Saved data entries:
- - - - - - -

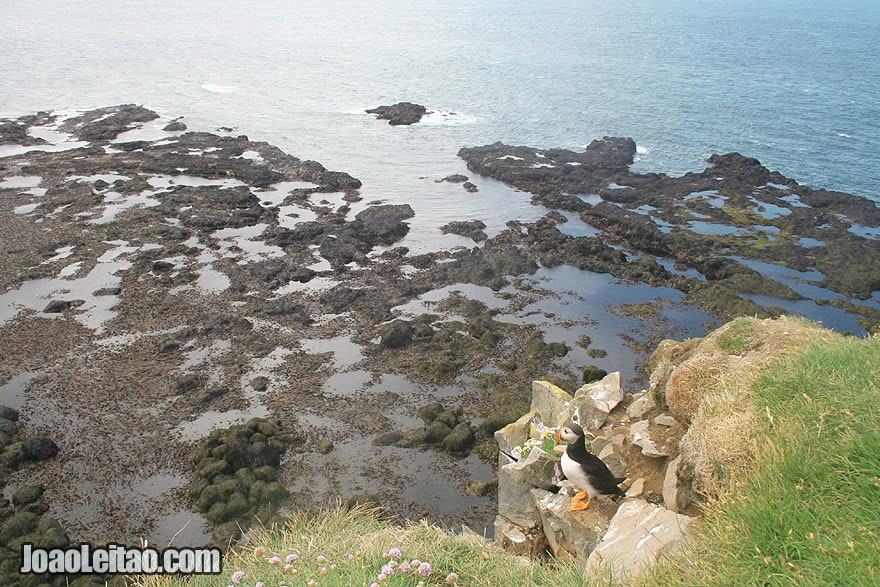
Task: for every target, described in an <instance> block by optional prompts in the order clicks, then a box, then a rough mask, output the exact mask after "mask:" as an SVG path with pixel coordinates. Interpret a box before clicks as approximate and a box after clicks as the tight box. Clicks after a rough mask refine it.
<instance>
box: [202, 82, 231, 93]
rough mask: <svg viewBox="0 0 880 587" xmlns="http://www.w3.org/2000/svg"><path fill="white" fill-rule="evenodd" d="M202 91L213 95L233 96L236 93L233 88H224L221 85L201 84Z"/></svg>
mask: <svg viewBox="0 0 880 587" xmlns="http://www.w3.org/2000/svg"><path fill="white" fill-rule="evenodd" d="M202 89H203V90H205V91H206V92H211V93H213V94H234V93H235V92H237V91H238V88H237V87H235V86H224V85H221V84H202Z"/></svg>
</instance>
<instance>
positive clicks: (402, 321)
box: [380, 320, 415, 349]
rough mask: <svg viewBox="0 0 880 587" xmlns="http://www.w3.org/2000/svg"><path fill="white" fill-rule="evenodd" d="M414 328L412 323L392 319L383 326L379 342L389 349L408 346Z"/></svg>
mask: <svg viewBox="0 0 880 587" xmlns="http://www.w3.org/2000/svg"><path fill="white" fill-rule="evenodd" d="M414 333H415V329H414V328H413V325H412V323H410V322H407V321H406V320H394V321H393V322H391V324H388V325H387V326H385V327H383V329H382V334H381V335H380V336H381V344H382V346H384V347H387V348H390V349H401V348H405V347H407V346H409V344H410V343H411V342H412V339H413V334H414Z"/></svg>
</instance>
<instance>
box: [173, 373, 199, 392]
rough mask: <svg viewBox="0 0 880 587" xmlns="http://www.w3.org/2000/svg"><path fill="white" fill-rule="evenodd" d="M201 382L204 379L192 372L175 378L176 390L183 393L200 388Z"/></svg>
mask: <svg viewBox="0 0 880 587" xmlns="http://www.w3.org/2000/svg"><path fill="white" fill-rule="evenodd" d="M203 383H204V380H203V379H202V378H201V377H200V376H198V375H196V374H194V373H187V374H186V375H184V376H183V377H181V378H180V379H178V380H177V383H176V384H175V387H176V389H177V391H179V392H184V393H185V392H187V391H193V390H195V389H198V388H200V387H201V386H202V384H203Z"/></svg>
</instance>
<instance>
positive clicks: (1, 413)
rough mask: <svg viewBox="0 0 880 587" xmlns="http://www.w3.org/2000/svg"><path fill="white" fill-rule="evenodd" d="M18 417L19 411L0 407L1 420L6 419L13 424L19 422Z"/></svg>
mask: <svg viewBox="0 0 880 587" xmlns="http://www.w3.org/2000/svg"><path fill="white" fill-rule="evenodd" d="M18 417H19V414H18V410H16V409H13V408H10V407H9V406H2V405H0V418H4V419H6V420H10V421H12V422H18Z"/></svg>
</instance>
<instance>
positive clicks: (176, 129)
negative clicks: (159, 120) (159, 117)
mask: <svg viewBox="0 0 880 587" xmlns="http://www.w3.org/2000/svg"><path fill="white" fill-rule="evenodd" d="M186 128H187V127H186V124H184V123H183V122H180V121H179V120H175V121H172V122H169V123H168V124H166V125H165V126H164V127H163V128H162V130H164V131H165V132H182V131H185V130H186Z"/></svg>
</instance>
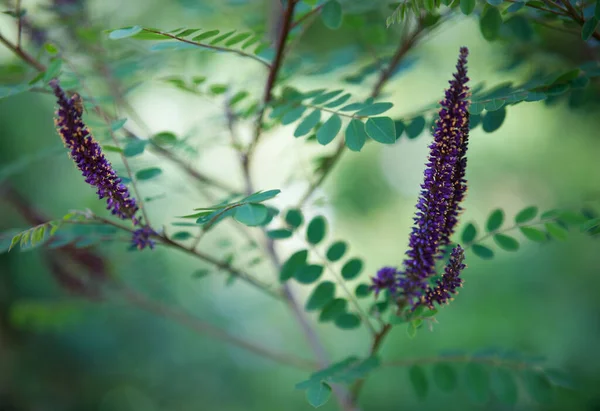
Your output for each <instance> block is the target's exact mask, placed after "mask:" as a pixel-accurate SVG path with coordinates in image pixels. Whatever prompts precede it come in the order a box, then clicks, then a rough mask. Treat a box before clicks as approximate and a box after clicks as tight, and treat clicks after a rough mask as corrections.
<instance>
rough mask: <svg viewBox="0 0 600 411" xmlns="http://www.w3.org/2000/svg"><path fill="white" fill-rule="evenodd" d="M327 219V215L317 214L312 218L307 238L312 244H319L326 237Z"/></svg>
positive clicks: (306, 236) (315, 244)
mask: <svg viewBox="0 0 600 411" xmlns="http://www.w3.org/2000/svg"><path fill="white" fill-rule="evenodd" d="M326 227H327V221H325V217H323V216H317V217H315V218H313V219H312V220H311V222H310V223H309V224H308V227H307V228H306V239H307V241H308V242H309V243H310V244H314V245H316V244H319V243H320V242H321V241H322V240H323V239H324V238H325V230H326Z"/></svg>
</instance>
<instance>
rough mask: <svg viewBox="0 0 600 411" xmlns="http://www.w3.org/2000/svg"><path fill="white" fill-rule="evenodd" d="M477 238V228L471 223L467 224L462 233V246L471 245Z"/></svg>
mask: <svg viewBox="0 0 600 411" xmlns="http://www.w3.org/2000/svg"><path fill="white" fill-rule="evenodd" d="M475 237H477V228H476V227H475V225H474V224H473V223H468V224H467V225H466V226H465V229H464V230H463V232H462V236H461V240H462V242H463V244H469V243H471V242H472V241H473V240H474V239H475Z"/></svg>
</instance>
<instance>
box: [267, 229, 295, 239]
mask: <svg viewBox="0 0 600 411" xmlns="http://www.w3.org/2000/svg"><path fill="white" fill-rule="evenodd" d="M267 235H268V236H269V238H272V239H274V240H280V239H285V238H290V237H291V236H292V232H291V231H290V230H286V229H285V228H281V229H278V230H270V231H267Z"/></svg>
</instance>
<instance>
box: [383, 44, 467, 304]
mask: <svg viewBox="0 0 600 411" xmlns="http://www.w3.org/2000/svg"><path fill="white" fill-rule="evenodd" d="M467 56H468V50H467V48H466V47H463V48H461V49H460V56H459V59H458V63H457V65H456V69H457V71H456V73H455V74H454V78H453V79H452V80H451V81H450V88H449V89H448V90H446V92H445V98H444V100H442V101H441V102H440V105H441V109H440V111H439V118H438V120H437V121H436V128H435V131H434V133H433V143H432V144H431V145H430V146H429V149H430V154H429V159H428V162H427V165H426V170H425V172H424V181H423V184H421V193H420V197H419V200H418V202H417V206H416V208H417V212H416V215H415V218H414V221H415V225H414V227H413V229H412V232H411V235H410V239H409V248H408V251H407V252H406V256H407V257H406V259H405V260H404V264H403V265H404V270H403V271H399V270H396V272H395V273H394V278H395V280H396V281H395V283H394V284H393V285H389V284H390V282H391V281H390V279H389V277H390V272H389V270H388V269H386V270H385V271H384V270H383V269H382V270H380V271H379V272H378V273H377V275H376V277H374V278H373V285H372V288H373V289H374V290H375V291H376V292H380V291H382V290H383V289H387V290H389V291H390V293H391V294H392V295H397V294H401V296H402V297H403V299H404V301H405V302H407V303H408V304H409V305H412V306H413V307H415V306H416V305H418V304H421V303H425V304H427V301H428V300H427V296H430V295H431V296H435V295H437V294H435V288H434V289H431V288H430V287H429V281H430V279H431V277H433V276H435V274H436V267H435V265H436V262H437V261H438V260H439V259H440V258H441V257H442V256H443V253H442V252H441V249H442V247H443V246H445V245H447V244H449V241H450V236H451V235H452V233H453V232H454V229H455V227H456V224H457V222H458V215H459V213H460V212H461V211H462V208H461V207H460V202H461V201H462V200H463V199H464V197H465V193H466V180H465V169H466V164H467V160H466V157H465V155H466V151H467V144H468V132H469V113H468V104H469V102H468V100H467V99H468V97H469V88H468V87H467V85H466V83H467V82H468V81H469V78H468V77H467V67H466V64H467ZM454 253H462V249H461V248H455V250H454V251H453V255H454ZM461 255H462V254H461ZM457 258H458V257H455V259H457ZM452 261H453V260H451V261H450V264H452V263H453V262H452ZM461 261H462V260H461ZM458 266H460V264H459V265H457V267H458ZM461 269H462V268H461ZM459 274H460V270H458V271H457V272H456V277H457V278H458V275H459ZM448 278H450V277H448ZM455 282H456V281H455ZM455 282H454V283H455ZM454 283H452V284H454ZM446 288H448V290H450V288H451V287H450V285H448V286H447V287H446ZM455 288H456V287H454V288H451V289H452V291H451V292H454V289H455ZM431 298H433V297H431ZM431 301H438V300H436V299H431Z"/></svg>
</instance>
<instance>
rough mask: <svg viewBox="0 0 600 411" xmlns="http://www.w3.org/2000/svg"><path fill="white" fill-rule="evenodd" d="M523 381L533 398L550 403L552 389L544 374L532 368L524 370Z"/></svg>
mask: <svg viewBox="0 0 600 411" xmlns="http://www.w3.org/2000/svg"><path fill="white" fill-rule="evenodd" d="M523 383H524V385H525V388H526V389H527V392H528V393H529V395H530V396H531V398H533V400H535V401H536V402H538V403H540V404H551V403H552V400H553V398H554V391H553V389H552V384H550V381H549V380H548V377H546V375H544V374H542V373H540V372H537V371H533V370H525V371H524V372H523Z"/></svg>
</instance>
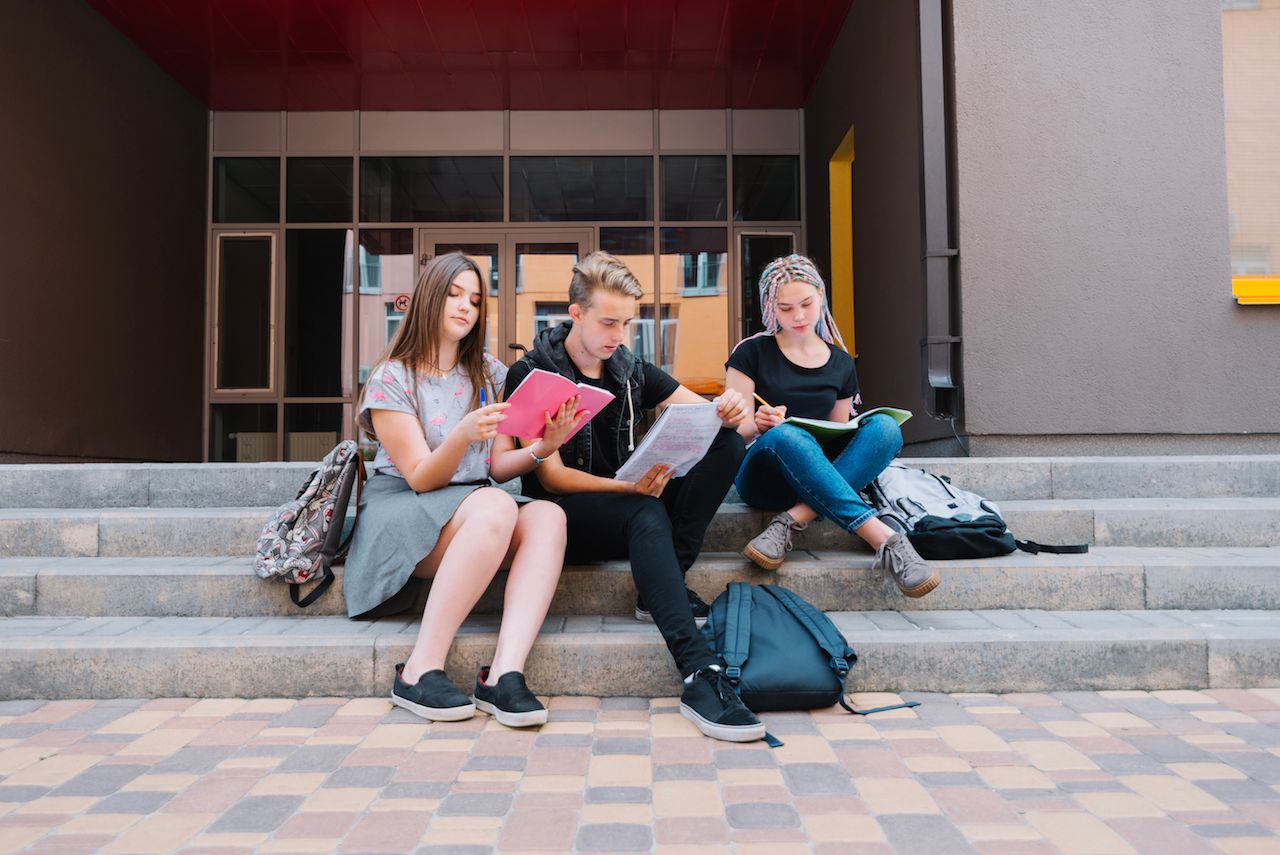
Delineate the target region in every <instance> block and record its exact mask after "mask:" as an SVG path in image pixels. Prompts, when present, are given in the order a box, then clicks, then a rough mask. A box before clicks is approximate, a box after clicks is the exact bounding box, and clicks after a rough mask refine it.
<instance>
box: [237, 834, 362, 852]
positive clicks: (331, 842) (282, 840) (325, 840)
mask: <svg viewBox="0 0 1280 855" xmlns="http://www.w3.org/2000/svg"><path fill="white" fill-rule="evenodd" d="M339 846H342V841H340V840H338V838H337V837H287V838H284V840H269V841H266V842H265V843H262V845H261V846H259V847H257V849H259V851H260V852H337V851H338V847H339Z"/></svg>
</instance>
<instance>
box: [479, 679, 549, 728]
mask: <svg viewBox="0 0 1280 855" xmlns="http://www.w3.org/2000/svg"><path fill="white" fill-rule="evenodd" d="M488 678H489V668H488V667H485V668H481V669H480V675H479V676H477V677H476V691H475V695H474V698H475V703H476V709H479V710H480V712H483V713H489V714H490V715H493V717H494V718H497V719H498V723H499V724H506V726H507V727H532V726H534V724H545V723H547V708H545V707H543V704H541V701H540V700H538V698H536V696H535V695H534V692H531V691H530V690H529V686H527V685H526V683H525V675H522V673H520V672H518V671H508V672H507V673H504V675H503V676H500V677H498V682H495V683H494V685H492V686H490V685H488V683H486V682H485V680H488Z"/></svg>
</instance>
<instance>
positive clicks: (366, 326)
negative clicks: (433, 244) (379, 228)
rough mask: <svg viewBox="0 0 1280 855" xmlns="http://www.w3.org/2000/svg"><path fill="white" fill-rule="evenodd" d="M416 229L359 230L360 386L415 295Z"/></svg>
mask: <svg viewBox="0 0 1280 855" xmlns="http://www.w3.org/2000/svg"><path fill="white" fill-rule="evenodd" d="M413 284H415V280H413V230H412V229H361V230H360V376H358V383H360V387H361V388H364V385H365V380H367V379H369V372H370V371H372V369H374V364H376V362H378V357H379V356H381V355H383V352H384V351H385V349H387V346H388V344H389V343H390V340H392V335H394V334H396V329H397V328H398V326H399V323H401V319H403V317H404V311H403V308H404V307H406V306H407V305H408V300H410V297H412V296H413Z"/></svg>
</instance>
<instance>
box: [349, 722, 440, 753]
mask: <svg viewBox="0 0 1280 855" xmlns="http://www.w3.org/2000/svg"><path fill="white" fill-rule="evenodd" d="M426 732H428V726H426V724H379V726H378V727H375V728H374V730H372V731H371V732H370V733H369V736H366V737H365V740H364V741H362V742H361V744H360V747H362V749H378V747H410V746H411V745H417V744H419V742H421V741H422V740H424V737H425V736H426Z"/></svg>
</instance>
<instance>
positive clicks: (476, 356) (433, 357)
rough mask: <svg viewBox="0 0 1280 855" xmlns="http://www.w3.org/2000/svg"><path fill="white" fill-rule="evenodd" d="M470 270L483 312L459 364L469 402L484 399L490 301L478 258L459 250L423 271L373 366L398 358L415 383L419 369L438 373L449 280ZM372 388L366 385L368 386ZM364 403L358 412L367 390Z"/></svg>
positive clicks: (441, 370)
mask: <svg viewBox="0 0 1280 855" xmlns="http://www.w3.org/2000/svg"><path fill="white" fill-rule="evenodd" d="M467 270H470V271H471V273H474V274H476V278H477V279H479V280H480V316H479V317H477V319H476V323H475V326H472V328H471V332H468V333H467V334H466V337H463V339H462V340H461V342H458V366H461V369H462V374H463V376H466V378H467V380H470V381H471V407H472V408H475V407H477V406H479V404H480V389H481V388H488V387H489V376H488V372H486V371H485V366H484V329H485V316H486V311H485V310H486V306H488V302H489V301H488V300H485V293H484V276H483V275H481V274H480V268H477V266H476V262H475V261H472V260H471V259H468V257H467V256H465V255H462V253H461V252H445V253H444V255H439V256H435V257H434V259H431V260H430V261H429V262H428V265H426V268H425V269H424V270H422V275H421V276H419V279H417V285H416V287H415V288H413V297H412V298H411V300H410V302H408V311H406V312H404V319H403V320H402V321H401V325H399V328H398V329H397V330H396V335H394V337H393V338H392V342H390V344H388V346H387V349H385V351H384V352H383V355H381V356H380V357H379V358H378V362H375V364H374V365H380V364H381V362H388V361H390V360H397V361H399V362H402V364H404V366H406V367H407V369H408V370H410V375H411V378H412V380H411V383H415V384H416V383H417V372H419V371H431V372H440V371H442V369H440V365H439V358H440V323H442V320H443V319H444V301H445V300H447V298H448V294H449V285H452V284H453V280H454V279H457V278H458V275H460V274H463V273H466V271H467ZM367 388H369V387H367V385H366V387H365V389H367ZM488 394H489V401H490V402H492V401H493V390H492V389H490V390H489V393H488ZM360 397H361V402H360V404H357V406H356V412H360V410H361V407H362V406H364V393H361V396H360Z"/></svg>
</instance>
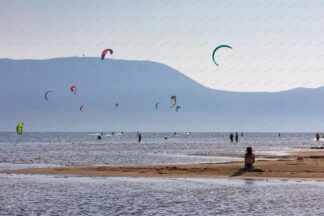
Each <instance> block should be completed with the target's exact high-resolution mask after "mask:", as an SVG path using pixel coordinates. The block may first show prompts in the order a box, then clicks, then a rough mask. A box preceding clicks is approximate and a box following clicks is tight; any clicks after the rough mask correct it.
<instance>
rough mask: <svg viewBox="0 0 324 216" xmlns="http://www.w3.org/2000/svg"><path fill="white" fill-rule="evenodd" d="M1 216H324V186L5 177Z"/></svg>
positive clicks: (220, 181)
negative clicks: (262, 215) (236, 215)
mask: <svg viewBox="0 0 324 216" xmlns="http://www.w3.org/2000/svg"><path fill="white" fill-rule="evenodd" d="M0 191H1V193H0V204H1V205H0V212H1V215H10V216H11V215H323V214H324V207H323V204H324V184H323V183H322V182H303V181H301V182H296V181H260V180H259V181H251V180H222V179H160V178H84V177H68V178H64V177H62V176H38V175H34V176H28V175H27V176H24V175H10V176H8V175H0Z"/></svg>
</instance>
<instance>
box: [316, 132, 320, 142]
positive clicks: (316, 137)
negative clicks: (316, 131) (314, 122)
mask: <svg viewBox="0 0 324 216" xmlns="http://www.w3.org/2000/svg"><path fill="white" fill-rule="evenodd" d="M319 138H320V135H319V133H317V134H316V141H319Z"/></svg>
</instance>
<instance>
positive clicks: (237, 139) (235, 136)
mask: <svg viewBox="0 0 324 216" xmlns="http://www.w3.org/2000/svg"><path fill="white" fill-rule="evenodd" d="M241 137H243V132H242V133H241ZM230 140H231V142H234V134H233V133H231V134H230ZM235 142H236V143H238V133H237V132H235Z"/></svg>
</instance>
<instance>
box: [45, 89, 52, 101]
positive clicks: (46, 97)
mask: <svg viewBox="0 0 324 216" xmlns="http://www.w3.org/2000/svg"><path fill="white" fill-rule="evenodd" d="M50 92H53V91H47V92H46V93H45V100H46V101H48V98H47V94H48V93H50Z"/></svg>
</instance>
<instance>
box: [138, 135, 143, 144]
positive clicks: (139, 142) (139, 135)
mask: <svg viewBox="0 0 324 216" xmlns="http://www.w3.org/2000/svg"><path fill="white" fill-rule="evenodd" d="M137 137H138V143H141V140H142V134H141V133H137Z"/></svg>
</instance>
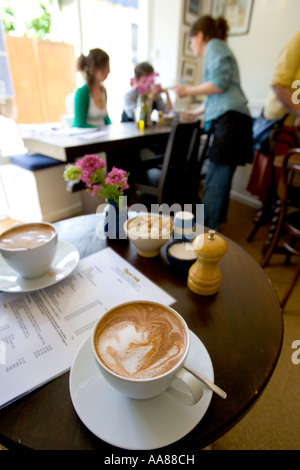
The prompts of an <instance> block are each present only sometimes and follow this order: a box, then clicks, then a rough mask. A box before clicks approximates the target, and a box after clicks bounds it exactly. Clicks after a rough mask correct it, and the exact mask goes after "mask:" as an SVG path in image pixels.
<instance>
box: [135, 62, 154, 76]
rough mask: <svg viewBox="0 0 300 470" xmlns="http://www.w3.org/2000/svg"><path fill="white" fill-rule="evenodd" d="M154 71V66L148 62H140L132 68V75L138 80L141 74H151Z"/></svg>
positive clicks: (149, 74) (152, 72)
mask: <svg viewBox="0 0 300 470" xmlns="http://www.w3.org/2000/svg"><path fill="white" fill-rule="evenodd" d="M153 72H154V68H153V67H152V65H151V64H149V62H141V63H140V64H138V65H137V66H136V67H135V69H134V75H135V77H136V78H137V79H138V80H139V79H140V78H141V77H143V75H151V74H152V73H153Z"/></svg>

- - - - - - -

* **WORK ORDER**
Quote, exactly and only, the lines from the first line of the data above through the line containing "box: [202, 82, 231, 93]". The pictures do not belong in it.

* **RESPONSE AREA**
Task: for every target, described in an <instance> block by optional prompts in the order clicks, then a box, then a rough mask, output the exact mask after "mask:" as an SVG path with pixel coordinates. Interpret a box before clicks as approximate and a box after clicks as the tight box. Clicks after a rough mask refine it.
<instance>
box: [202, 82, 231, 93]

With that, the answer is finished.